Instructions for the task> Check the entries below and say how many lines include the word "apron". No other text is wanted.

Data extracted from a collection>

..............................

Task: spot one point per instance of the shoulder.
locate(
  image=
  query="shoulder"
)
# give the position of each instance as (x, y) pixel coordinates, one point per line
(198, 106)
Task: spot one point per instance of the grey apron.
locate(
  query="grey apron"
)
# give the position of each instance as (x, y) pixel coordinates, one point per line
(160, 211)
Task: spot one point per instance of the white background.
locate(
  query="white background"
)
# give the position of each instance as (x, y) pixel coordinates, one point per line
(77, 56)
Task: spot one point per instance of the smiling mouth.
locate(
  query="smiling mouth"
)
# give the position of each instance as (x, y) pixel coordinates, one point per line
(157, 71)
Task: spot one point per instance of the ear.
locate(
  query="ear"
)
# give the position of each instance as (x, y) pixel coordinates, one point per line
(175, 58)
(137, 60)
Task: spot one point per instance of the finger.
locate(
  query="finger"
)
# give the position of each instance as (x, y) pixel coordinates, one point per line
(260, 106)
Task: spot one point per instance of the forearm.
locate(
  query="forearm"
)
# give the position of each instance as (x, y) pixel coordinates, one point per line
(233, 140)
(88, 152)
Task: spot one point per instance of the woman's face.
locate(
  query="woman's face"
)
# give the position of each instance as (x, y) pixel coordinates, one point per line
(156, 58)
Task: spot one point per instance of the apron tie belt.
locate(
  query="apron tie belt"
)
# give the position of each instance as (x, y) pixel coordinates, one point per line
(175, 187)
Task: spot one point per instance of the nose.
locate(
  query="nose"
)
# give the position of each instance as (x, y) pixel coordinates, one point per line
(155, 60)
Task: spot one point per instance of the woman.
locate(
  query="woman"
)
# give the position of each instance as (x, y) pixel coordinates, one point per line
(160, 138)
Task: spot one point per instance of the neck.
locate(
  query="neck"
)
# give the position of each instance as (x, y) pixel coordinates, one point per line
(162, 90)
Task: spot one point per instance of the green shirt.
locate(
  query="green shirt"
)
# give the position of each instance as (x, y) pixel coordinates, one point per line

..............................

Written solution> 4